Meet Hito

Hito 1.7B - GGUF

Quantized versions for llama.cpp, Ollama, LM Studio, and more

Original Model Website Chat


Model License Method License

About

This repository contains GGUF quantized versions of hitonet/hito-1.7b.

For the original model (safetensors), training details, benchmarks, and full documentation, see the main repository.


A quote from Hito itself:

"Most AI gets the bat-and-ball problem wrong. I doubt myself first, then verify. Five cents, not ten. Math doesn't care about intuition."


Available Quantizations

File Quant Bits Size RAM Required Use Case
hito-1.7b-Q2_K.gguf Q2_K 2 742 MB ~1.2 GB Smallest, significant quality loss
hito-1.7b-Q3_K_S.gguf Q3_K_S 3 827 MB ~1.3 GB Very small, noticeable quality loss
hito-1.7b-Q3_K_M.gguf Q3_K_M 3 896 MB ~1.4 GB Small, moderate quality loss
hito-1.7b-Q3_K_L.gguf Q3_K_L 3 957 MB ~1.5 GB Small, lower quality loss
hito-1.7b-Q4_0.gguf Q4_0 4 1.0 GB ~1.5 GB Legacy, prefer Q4_K_M
hito-1.7b-Q4_K_S.gguf Q4_K_S 4 1.0 GB ~1.5 GB Small, good quality
hito-1.7b-Q4_K_M.gguf Q4_K_M 4 1.1 GB ~1.6 GB Recommended - best balance
hito-1.7b-Q5_0.gguf Q5_0 5 1.2 GB ~1.7 GB Legacy, prefer Q5_K_M
hito-1.7b-Q5_K_S.gguf Q5_K_S 5 1.2 GB ~1.7 GB Large, low quality loss
hito-1.7b-Q5_K_M.gguf Q5_K_M 5 1.2 GB ~1.7 GB Large, very low quality loss
hito-1.7b-Q6_K.gguf Q6_K 6 1.4 GB ~1.9 GB Very large, minimal quality loss
hito-1.7b-Q8_0.gguf Q8_0 8 1.8 GB ~2.3 GB Highest quality quantization
hito-1.7b-F16.gguf F16 16 3.3 GB ~3.8 GB Full precision GGUF

Recommendation: Start with Q4_K_M for best size/quality balance. Use Q8_0 or F16 if you need maximum quality.

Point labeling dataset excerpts

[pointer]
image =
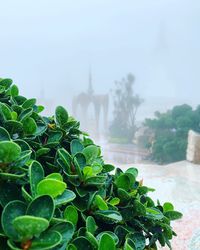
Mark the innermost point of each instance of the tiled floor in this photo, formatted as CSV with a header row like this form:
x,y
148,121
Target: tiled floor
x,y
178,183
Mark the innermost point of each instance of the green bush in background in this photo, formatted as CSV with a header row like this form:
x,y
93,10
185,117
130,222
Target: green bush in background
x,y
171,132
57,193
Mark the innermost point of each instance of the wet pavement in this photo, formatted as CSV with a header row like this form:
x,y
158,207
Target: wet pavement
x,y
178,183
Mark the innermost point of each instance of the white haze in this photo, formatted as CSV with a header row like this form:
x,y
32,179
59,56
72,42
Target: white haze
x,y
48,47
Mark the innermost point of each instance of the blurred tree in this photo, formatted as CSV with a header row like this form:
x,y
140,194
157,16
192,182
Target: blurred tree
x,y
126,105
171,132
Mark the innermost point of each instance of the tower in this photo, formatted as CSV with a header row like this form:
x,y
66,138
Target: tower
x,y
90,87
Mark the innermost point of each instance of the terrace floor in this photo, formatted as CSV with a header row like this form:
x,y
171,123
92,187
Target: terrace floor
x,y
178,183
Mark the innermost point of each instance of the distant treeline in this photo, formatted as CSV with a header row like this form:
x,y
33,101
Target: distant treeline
==
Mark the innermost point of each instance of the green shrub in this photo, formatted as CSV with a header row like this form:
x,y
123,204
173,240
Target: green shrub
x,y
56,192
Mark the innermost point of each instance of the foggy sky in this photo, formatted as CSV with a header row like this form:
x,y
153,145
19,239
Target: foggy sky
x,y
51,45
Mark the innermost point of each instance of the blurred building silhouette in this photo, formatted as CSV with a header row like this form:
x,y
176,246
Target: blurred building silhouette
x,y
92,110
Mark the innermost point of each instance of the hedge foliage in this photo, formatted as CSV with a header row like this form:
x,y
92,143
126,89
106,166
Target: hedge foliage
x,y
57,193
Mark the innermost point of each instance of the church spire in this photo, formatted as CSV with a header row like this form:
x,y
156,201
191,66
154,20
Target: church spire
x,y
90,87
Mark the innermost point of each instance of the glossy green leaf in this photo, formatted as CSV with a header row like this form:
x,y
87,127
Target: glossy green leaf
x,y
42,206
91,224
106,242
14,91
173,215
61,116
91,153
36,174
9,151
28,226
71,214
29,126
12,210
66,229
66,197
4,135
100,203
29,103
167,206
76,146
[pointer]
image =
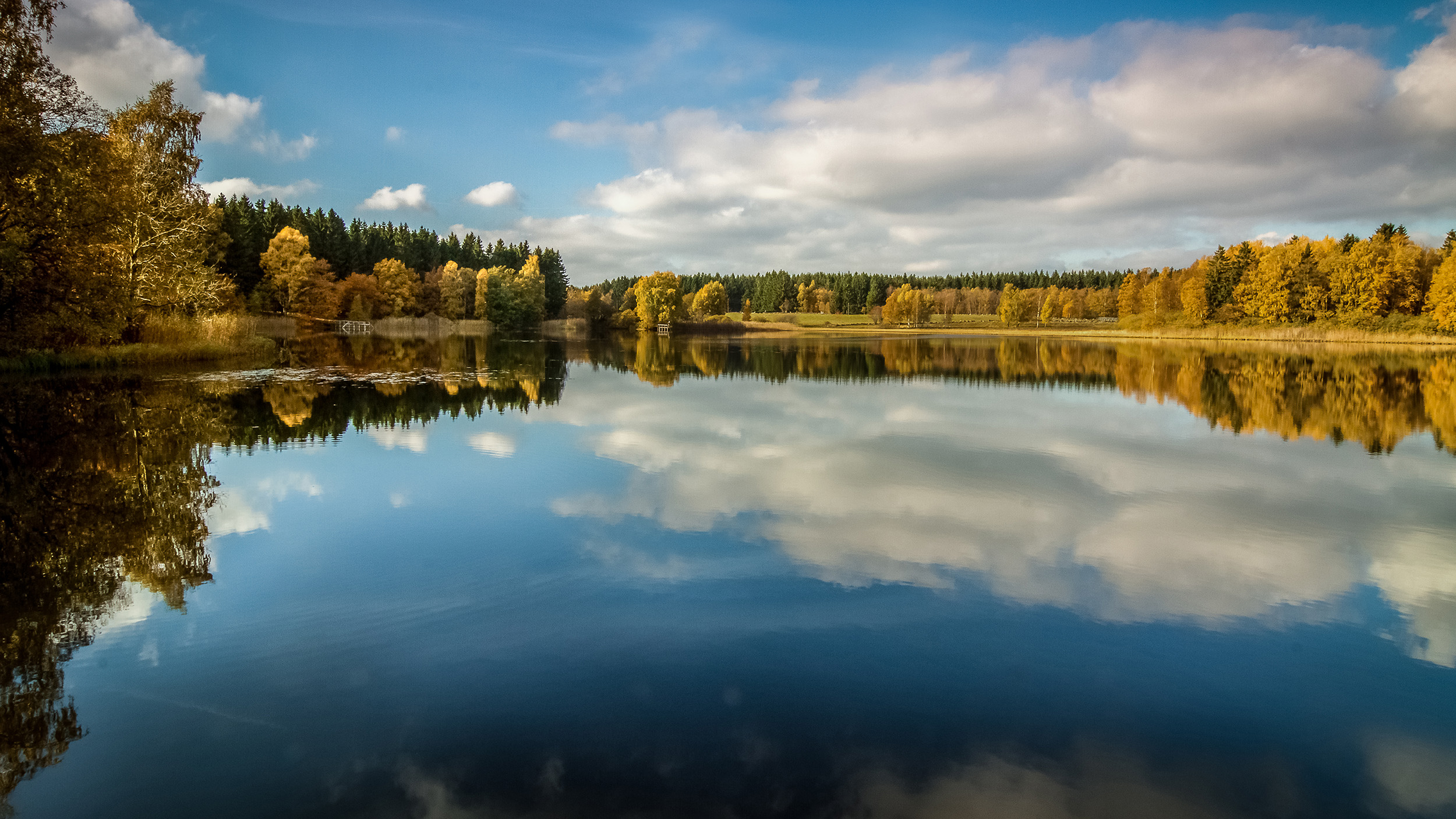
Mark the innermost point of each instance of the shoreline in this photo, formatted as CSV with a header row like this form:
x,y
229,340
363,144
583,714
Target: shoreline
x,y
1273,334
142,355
* * *
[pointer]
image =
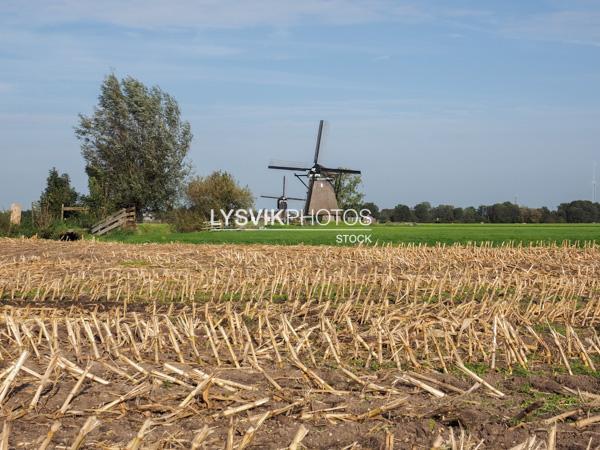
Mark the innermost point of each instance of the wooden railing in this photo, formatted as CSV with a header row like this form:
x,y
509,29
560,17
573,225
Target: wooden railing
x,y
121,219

= Actions to take =
- a) Reproduce everything in the Hito model card from "Quantized versions for" down to "the main repository.".
- b) How many lines of the listing contain the string "shoreline", with case counting? Reply with the number alone.

= Answers to the tasks =
- a)
Quantized versions for llama.cpp, Ollama, LM Studio, and more

Original Model Website Chat


Model License Method License

About

This repository contains GGUF quantized versions of hitonet/hito-1.7b.

For the original model (safetensors), training details, benchmarks, and full documentation, see the main repository.

- b) 2